DOCUMENT SECTION:
The best plants for a vertical garden are those that are happy in small containers and can flourish in a limited space. A wide variety of plants can be grown in a vertical garden, ranging from ferns, herbs, and succulents to small perennial shrubs, trailing vines, and grasses.

Vertical gardens can range from simple black canvas pockets to elaborate living art frames and troughs equipped with water reservoirs. Let’s take a deeper look at vertical gardens, how they are constructed, what plants are best for growing in them, and how to maintain a healthy, happy vertical garden.

What is a Vertical Garden?  

A vertical garden is quite literally a garden that grows in a vertical position instead of a horizontal one. Vertical gardening is a technique used to grow plants on a vertically suspended panel when space is limited or to brighten up an office space.

Also known as green walls, vertical gardens can be attached to a wall or tiered surface like fences, trellises, and posts, or they can be freestanding. Most vertical gardens use a vertically applied growth medium like a hydroculture felt, soil substrate, or regular soil. More elaborate vertical gardens have integrated hydration and fertigation delivery systems.

How To Create a Vertical Garden

Vertical gardens are not only practical and space-saving alternatives to traditional gardens, but they are fairly easy to create and maintain. There is a wide variety of styles of vertical gardens from bamboo trellises, pallet gardens, and hanging wall planters to creative styles like ladder shelving and tin can fence gardens.  

The type of vertical garden will depend on the amount of space available and personal preference. Here are some creative ideas for vertical gardens:

  • Hanging planter garden
  • Fabric herb garden
  • Pallet garden
  • Tin can fence garden
  • Trellis garden
  • Ladder shelving garden
  • Clay pot vertical garden
  • Succulent wall garden
  • Stacked crate garden
  • Recycled soda bottle hanging or wall garden

Factors to Consider When Creating a Vertical Garden

When it comes to choosing what plants are best for your vertical garden, there are several factors to consider.

[Source records]
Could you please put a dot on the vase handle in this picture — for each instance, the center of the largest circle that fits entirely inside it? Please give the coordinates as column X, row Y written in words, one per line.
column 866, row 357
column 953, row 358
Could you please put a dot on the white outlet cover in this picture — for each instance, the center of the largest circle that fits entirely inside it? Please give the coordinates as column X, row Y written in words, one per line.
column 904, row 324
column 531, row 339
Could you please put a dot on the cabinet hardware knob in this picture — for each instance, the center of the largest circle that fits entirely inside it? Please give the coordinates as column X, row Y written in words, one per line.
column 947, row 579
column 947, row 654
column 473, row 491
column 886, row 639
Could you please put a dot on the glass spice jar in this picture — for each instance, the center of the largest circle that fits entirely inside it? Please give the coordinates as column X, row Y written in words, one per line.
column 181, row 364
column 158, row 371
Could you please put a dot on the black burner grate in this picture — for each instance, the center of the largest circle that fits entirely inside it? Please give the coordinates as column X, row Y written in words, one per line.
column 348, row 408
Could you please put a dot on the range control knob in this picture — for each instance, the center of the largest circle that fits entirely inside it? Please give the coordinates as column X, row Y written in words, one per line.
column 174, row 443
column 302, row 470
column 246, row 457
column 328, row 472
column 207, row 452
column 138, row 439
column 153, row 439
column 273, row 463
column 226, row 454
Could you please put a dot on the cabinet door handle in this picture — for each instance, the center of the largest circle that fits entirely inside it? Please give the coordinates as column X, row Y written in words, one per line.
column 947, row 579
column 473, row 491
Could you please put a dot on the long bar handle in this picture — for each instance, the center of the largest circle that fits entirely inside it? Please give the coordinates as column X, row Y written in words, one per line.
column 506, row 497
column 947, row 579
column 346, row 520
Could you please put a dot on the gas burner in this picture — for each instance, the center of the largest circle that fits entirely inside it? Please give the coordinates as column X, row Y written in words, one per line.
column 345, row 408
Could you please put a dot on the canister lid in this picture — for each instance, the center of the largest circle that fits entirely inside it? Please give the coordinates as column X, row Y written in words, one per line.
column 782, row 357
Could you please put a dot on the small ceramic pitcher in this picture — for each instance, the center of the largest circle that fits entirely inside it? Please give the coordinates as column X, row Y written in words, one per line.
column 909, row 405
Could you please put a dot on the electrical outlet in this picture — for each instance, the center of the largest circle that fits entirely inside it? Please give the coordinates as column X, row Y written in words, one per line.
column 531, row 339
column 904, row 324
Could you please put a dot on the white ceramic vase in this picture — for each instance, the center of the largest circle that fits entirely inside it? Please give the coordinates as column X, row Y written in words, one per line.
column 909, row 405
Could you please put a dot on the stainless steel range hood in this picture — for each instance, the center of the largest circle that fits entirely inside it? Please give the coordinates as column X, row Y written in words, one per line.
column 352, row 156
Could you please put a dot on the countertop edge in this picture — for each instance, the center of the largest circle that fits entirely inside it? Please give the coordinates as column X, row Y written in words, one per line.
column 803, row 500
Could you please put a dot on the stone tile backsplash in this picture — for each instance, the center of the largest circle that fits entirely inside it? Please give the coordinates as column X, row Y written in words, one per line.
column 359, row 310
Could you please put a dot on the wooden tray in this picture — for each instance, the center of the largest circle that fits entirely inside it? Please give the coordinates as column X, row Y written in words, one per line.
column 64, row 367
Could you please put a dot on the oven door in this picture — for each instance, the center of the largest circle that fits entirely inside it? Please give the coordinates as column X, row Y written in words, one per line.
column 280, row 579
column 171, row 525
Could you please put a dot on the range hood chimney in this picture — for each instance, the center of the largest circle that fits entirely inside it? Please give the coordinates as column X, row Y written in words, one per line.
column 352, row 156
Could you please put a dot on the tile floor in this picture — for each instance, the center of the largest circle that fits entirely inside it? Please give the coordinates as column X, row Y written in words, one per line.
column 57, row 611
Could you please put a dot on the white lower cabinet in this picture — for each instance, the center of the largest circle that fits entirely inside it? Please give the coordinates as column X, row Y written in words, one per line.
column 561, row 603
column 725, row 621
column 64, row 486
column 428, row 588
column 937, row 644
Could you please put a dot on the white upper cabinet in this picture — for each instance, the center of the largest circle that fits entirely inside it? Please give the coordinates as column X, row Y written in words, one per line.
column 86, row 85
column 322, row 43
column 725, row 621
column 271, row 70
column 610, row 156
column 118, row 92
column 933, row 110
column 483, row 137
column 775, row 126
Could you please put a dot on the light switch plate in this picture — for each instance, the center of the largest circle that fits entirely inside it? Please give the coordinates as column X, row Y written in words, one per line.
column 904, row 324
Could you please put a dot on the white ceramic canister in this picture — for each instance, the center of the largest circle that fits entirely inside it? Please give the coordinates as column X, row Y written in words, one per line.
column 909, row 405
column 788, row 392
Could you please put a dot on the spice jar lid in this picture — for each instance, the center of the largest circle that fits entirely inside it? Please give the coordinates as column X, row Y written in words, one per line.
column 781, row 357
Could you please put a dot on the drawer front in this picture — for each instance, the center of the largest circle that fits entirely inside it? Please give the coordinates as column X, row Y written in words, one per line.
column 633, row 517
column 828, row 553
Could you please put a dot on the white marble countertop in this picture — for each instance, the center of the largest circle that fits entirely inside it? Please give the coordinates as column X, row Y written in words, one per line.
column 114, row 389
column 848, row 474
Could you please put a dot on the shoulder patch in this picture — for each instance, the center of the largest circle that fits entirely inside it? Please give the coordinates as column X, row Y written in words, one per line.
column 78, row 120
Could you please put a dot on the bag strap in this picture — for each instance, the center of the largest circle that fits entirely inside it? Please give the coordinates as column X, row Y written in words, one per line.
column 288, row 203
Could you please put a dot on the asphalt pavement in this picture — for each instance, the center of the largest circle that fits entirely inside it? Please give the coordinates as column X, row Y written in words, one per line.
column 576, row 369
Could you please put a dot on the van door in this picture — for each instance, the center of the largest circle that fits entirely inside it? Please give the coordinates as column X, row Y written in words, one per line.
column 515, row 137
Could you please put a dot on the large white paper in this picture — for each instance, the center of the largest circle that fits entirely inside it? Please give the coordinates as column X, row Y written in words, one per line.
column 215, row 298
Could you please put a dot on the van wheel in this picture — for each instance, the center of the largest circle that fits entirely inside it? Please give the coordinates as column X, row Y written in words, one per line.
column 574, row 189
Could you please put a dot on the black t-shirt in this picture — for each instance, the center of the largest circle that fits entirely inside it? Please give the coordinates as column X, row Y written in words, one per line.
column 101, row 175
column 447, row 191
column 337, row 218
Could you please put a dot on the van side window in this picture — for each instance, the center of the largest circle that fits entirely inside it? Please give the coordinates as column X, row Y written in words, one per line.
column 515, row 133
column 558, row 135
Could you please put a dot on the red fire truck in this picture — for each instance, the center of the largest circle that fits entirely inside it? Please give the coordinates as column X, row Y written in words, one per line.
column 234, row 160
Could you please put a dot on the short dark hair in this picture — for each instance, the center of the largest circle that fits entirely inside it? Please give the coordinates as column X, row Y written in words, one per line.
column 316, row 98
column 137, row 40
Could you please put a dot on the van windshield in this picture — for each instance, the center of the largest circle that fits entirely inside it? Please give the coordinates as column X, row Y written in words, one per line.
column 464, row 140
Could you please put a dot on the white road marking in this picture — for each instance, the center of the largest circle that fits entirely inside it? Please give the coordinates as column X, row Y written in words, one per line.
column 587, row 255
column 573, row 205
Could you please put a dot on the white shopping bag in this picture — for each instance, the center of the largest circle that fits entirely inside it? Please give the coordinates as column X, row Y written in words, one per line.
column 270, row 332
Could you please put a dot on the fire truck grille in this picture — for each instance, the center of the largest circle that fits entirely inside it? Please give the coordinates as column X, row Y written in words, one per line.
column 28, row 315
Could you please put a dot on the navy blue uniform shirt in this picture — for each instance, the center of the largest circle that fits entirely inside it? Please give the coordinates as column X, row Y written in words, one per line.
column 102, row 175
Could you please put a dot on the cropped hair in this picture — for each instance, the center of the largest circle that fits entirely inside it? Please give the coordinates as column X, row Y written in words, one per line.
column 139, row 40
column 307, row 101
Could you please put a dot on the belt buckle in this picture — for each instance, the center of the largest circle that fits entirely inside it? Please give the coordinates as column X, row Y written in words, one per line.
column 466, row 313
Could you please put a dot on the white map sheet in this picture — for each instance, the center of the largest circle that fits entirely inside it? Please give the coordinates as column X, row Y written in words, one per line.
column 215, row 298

THE EXERCISE: Can you print everything in the vertical garden text from "The best plants" down to "happy vertical garden."?

WRITTEN RESPONSE:
The best plants for a vertical garden are those that are happy in small containers and can flourish in a limited space. A wide variety of plants can be grown in a vertical garden, ranging from ferns, herbs, and succulents to small perennial shrubs, trailing vines, and grasses.

Vertical gardens can range from simple black canvas pockets to elaborate living art frames and troughs equipped with water reservoirs. Let’s take a deeper look at vertical gardens, how they are constructed, what plants are best for growing in them, and how to maintain a healthy, happy vertical garden.